● **Dataset extract**
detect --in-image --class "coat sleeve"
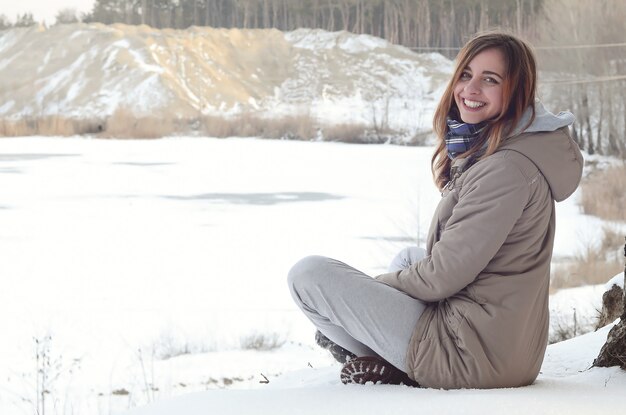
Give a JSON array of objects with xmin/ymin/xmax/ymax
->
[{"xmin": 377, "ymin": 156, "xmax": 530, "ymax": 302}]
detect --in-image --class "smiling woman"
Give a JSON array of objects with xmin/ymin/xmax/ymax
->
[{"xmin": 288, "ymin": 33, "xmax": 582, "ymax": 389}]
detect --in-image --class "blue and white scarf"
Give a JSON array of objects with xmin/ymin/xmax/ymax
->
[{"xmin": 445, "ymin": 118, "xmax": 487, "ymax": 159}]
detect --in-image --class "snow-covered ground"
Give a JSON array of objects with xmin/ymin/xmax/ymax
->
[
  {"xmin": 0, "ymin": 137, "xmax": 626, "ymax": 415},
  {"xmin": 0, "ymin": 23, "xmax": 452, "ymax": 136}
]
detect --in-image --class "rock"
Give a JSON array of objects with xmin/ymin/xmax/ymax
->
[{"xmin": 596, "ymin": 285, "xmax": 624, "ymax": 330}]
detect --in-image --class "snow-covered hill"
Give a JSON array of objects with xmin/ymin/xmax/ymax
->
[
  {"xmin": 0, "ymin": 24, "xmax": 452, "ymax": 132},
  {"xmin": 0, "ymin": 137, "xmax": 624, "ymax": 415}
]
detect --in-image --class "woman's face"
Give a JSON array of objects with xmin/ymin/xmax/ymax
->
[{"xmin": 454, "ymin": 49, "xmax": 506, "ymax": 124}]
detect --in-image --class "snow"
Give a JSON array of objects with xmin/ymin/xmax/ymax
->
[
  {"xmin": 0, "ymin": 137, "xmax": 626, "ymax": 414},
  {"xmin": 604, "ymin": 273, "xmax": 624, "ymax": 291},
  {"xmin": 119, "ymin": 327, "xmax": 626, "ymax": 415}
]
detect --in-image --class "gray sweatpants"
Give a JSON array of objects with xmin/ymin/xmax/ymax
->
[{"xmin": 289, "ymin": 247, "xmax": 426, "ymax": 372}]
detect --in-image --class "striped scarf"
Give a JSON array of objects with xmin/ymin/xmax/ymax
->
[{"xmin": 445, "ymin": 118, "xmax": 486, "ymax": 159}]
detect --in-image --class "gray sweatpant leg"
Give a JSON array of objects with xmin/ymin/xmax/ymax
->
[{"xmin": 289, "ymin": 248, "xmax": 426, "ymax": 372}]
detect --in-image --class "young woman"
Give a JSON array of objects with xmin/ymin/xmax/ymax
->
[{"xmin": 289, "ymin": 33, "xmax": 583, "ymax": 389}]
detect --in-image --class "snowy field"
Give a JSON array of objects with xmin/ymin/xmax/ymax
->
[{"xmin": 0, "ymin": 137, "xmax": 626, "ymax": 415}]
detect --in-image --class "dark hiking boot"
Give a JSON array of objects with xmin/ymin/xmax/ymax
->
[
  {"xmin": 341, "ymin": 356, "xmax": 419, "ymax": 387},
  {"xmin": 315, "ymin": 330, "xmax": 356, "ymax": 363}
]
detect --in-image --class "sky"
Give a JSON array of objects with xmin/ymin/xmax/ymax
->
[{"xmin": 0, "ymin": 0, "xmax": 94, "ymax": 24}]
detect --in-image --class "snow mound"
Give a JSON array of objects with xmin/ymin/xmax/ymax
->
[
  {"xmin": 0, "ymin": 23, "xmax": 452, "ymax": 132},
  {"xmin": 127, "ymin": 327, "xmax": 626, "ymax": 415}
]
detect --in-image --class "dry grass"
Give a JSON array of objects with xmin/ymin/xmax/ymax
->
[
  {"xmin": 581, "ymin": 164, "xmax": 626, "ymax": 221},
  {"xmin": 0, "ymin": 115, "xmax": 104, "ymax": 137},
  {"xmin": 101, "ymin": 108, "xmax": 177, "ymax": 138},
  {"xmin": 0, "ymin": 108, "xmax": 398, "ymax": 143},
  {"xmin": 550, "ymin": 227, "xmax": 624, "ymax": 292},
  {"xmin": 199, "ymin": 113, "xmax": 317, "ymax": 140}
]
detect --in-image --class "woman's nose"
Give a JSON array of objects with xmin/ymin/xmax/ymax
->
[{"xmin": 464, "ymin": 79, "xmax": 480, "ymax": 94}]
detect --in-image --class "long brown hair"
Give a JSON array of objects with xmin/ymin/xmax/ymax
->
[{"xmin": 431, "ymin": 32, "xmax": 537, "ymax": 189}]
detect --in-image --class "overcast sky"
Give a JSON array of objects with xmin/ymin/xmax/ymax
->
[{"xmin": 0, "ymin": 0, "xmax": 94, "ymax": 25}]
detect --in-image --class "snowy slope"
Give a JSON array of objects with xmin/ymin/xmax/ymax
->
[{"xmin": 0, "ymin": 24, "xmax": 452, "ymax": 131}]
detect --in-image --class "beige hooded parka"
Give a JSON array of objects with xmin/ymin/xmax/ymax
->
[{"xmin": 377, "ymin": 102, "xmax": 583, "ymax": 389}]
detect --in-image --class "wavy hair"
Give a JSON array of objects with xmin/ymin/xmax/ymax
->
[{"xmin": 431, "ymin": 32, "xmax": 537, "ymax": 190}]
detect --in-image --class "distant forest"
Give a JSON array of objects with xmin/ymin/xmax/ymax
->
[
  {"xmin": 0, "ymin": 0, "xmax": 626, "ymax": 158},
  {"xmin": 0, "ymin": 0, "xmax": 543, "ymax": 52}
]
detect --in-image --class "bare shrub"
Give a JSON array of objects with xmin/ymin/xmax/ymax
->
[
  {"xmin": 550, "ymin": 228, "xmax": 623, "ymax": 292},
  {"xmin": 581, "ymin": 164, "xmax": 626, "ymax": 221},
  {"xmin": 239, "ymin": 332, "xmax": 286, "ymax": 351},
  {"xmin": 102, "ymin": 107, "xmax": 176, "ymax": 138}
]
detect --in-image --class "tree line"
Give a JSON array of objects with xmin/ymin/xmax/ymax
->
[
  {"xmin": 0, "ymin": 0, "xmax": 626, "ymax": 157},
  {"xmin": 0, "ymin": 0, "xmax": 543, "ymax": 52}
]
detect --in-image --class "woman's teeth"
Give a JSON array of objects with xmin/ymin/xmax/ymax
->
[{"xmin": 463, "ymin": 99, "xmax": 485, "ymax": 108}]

● **Exercise**
Pull out every line of the material above that contains the word "scarf", with uppercase and lowercase letters matching.

● **Task result**
detect --in-image --class "blue and white scarf"
detect --in-image --class "striped scarf"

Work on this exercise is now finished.